» **Required work**
- 1) From the grid reliability text, reproduce everything from "An unprecedented array" down to "spikes, NERC suggested.".
- 2) Answer these from the grid reliability text:
(a) Which organization issued the warning about summer risks?
(b) On what date was the 2022 Summer Reliability Assessment issued?
(c) How many regions could struggle if extreme events threaten generation output or demand spikes?

» **Text to read**
+ + + + +

An unprecedented array of risks—ranging from capacity shortfalls, extreme weather, extended drought, supply chain issues, cybersecurity, solar PV tripping, fuel constraints, to wildfires—could imperil the reliability of nearly every North American bulk power system (BPS) region west of the Midcontinent Independent System Operator (MISO) this summer, the North American Electric Reliability Corp. (NERC) warned in a newly released summer assessment.
NERC’s May 18–issued 2022 Summer Reliability Assessment, which presents a forward-looking evaluation of generation resources, transmission system, and energy sufficiency across the North American BPS, estimates all its 20 regions will maintain anticipated reserve margins under typical outage conditions. However, seven regions could struggle if extreme events threaten generation output or demand spikes, NERC suggested.

+ + + + +

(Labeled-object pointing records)

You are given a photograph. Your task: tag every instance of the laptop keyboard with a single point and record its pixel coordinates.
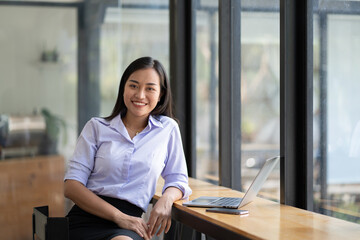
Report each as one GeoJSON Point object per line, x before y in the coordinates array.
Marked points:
{"type": "Point", "coordinates": [227, 202]}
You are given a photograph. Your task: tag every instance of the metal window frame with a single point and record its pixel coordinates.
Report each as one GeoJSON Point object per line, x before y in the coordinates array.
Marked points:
{"type": "Point", "coordinates": [230, 93]}
{"type": "Point", "coordinates": [296, 97]}
{"type": "Point", "coordinates": [183, 74]}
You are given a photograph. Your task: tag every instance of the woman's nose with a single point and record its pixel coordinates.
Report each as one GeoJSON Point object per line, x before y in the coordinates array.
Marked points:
{"type": "Point", "coordinates": [140, 93]}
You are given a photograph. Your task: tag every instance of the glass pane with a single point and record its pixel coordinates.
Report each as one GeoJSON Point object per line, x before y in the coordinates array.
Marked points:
{"type": "Point", "coordinates": [336, 111]}
{"type": "Point", "coordinates": [38, 111]}
{"type": "Point", "coordinates": [38, 65]}
{"type": "Point", "coordinates": [131, 30]}
{"type": "Point", "coordinates": [260, 95]}
{"type": "Point", "coordinates": [207, 103]}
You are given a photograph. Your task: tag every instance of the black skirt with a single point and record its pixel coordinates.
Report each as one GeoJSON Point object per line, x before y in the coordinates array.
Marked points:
{"type": "Point", "coordinates": [86, 226]}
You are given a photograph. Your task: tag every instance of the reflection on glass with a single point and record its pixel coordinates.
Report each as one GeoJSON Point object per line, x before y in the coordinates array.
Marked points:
{"type": "Point", "coordinates": [207, 104]}
{"type": "Point", "coordinates": [260, 95]}
{"type": "Point", "coordinates": [38, 81]}
{"type": "Point", "coordinates": [130, 31]}
{"type": "Point", "coordinates": [337, 114]}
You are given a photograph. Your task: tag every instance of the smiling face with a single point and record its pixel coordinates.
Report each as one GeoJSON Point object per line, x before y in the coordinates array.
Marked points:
{"type": "Point", "coordinates": [141, 93]}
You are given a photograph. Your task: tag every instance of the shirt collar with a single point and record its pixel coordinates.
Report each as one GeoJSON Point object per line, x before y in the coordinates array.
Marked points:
{"type": "Point", "coordinates": [117, 123]}
{"type": "Point", "coordinates": [155, 121]}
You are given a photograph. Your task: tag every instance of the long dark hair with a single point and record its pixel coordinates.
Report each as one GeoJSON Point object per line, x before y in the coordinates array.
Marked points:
{"type": "Point", "coordinates": [164, 106]}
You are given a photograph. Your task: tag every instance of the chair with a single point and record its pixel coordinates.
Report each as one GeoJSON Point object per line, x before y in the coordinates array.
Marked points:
{"type": "Point", "coordinates": [49, 228]}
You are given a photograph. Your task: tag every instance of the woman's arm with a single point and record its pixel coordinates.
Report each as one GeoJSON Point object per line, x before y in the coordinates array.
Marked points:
{"type": "Point", "coordinates": [160, 215]}
{"type": "Point", "coordinates": [90, 202]}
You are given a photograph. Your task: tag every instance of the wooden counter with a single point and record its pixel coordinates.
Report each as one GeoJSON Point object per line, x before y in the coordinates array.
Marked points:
{"type": "Point", "coordinates": [27, 183]}
{"type": "Point", "coordinates": [266, 219]}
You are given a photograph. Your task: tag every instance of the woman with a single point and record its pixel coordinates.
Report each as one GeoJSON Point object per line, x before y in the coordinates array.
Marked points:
{"type": "Point", "coordinates": [113, 172]}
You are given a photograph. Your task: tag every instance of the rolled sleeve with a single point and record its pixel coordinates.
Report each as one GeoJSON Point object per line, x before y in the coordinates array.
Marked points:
{"type": "Point", "coordinates": [82, 161]}
{"type": "Point", "coordinates": [175, 171]}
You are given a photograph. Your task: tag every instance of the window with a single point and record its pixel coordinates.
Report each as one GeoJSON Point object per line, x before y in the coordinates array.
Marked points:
{"type": "Point", "coordinates": [336, 112]}
{"type": "Point", "coordinates": [130, 30]}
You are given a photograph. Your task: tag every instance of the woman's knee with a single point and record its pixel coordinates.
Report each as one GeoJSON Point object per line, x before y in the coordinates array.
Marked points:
{"type": "Point", "coordinates": [121, 238]}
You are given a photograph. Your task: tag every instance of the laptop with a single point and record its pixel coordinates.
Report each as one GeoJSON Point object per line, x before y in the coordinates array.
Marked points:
{"type": "Point", "coordinates": [230, 202]}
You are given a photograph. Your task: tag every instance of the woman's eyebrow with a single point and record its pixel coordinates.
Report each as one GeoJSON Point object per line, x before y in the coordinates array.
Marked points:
{"type": "Point", "coordinates": [134, 81]}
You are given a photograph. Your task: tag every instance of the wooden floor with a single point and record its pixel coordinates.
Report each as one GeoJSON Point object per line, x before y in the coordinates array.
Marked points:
{"type": "Point", "coordinates": [27, 183]}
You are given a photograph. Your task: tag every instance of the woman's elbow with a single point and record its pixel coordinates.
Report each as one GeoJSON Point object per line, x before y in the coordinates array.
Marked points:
{"type": "Point", "coordinates": [68, 188]}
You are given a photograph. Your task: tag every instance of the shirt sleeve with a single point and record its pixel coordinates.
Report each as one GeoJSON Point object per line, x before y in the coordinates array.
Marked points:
{"type": "Point", "coordinates": [175, 171]}
{"type": "Point", "coordinates": [82, 161]}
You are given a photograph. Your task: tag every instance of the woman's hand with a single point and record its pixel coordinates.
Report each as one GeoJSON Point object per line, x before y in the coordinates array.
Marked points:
{"type": "Point", "coordinates": [135, 224]}
{"type": "Point", "coordinates": [160, 216]}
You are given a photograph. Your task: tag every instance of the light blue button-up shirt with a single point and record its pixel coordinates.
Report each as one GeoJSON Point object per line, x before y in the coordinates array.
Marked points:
{"type": "Point", "coordinates": [109, 163]}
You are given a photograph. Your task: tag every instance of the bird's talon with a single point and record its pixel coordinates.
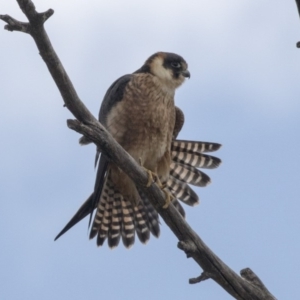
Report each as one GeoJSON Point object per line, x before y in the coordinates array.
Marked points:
{"type": "Point", "coordinates": [150, 178]}
{"type": "Point", "coordinates": [169, 198]}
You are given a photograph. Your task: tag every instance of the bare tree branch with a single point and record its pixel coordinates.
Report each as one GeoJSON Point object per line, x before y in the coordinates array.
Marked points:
{"type": "Point", "coordinates": [298, 6]}
{"type": "Point", "coordinates": [247, 287]}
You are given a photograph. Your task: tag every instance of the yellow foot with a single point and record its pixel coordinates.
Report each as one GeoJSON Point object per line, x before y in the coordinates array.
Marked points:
{"type": "Point", "coordinates": [169, 198]}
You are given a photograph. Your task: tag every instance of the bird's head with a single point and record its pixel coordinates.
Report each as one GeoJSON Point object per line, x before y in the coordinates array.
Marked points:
{"type": "Point", "coordinates": [170, 68]}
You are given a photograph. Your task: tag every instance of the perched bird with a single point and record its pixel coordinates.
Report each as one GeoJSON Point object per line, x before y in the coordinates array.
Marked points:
{"type": "Point", "coordinates": [139, 111]}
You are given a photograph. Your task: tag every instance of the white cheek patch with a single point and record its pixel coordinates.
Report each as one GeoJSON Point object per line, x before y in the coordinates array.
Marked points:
{"type": "Point", "coordinates": [159, 70]}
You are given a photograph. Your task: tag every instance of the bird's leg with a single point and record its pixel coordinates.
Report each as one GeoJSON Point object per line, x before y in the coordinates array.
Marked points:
{"type": "Point", "coordinates": [169, 197]}
{"type": "Point", "coordinates": [150, 174]}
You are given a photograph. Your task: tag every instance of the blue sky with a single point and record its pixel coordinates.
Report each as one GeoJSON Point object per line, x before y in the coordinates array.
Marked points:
{"type": "Point", "coordinates": [243, 92]}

+ + + + +

» **Answers by task**
- 1)
An unprecedented array of risks—ranging from capacity shortfalls, extreme weather, extended drought, supply chain issues, cybersecurity, solar PV tripping, fuel constraints, to wildfires—could imperil the reliability of nearly every North American bulk power system (BPS) region west of the Midcontinent Independent System Operator (MISO) this summer, the North American Electric Reliability Corp. (NERC) warned in a newly released summer assessment.
NERC’s May 18–issued 2022 Summer Reliability Assessment, which presents a forward-looking evaluation of generation resources, transmission system, and energy sufficiency across the North American BPS, estimates all its 20 regions will maintain anticipated reserve margins under typical outage conditions. However, seven regions could struggle if extreme events threaten generation output or demand spikes, NERC suggested.

- 2)
(a) The North American Electric Reliability Corp. (NERC)
(b) May 18
(c) Seven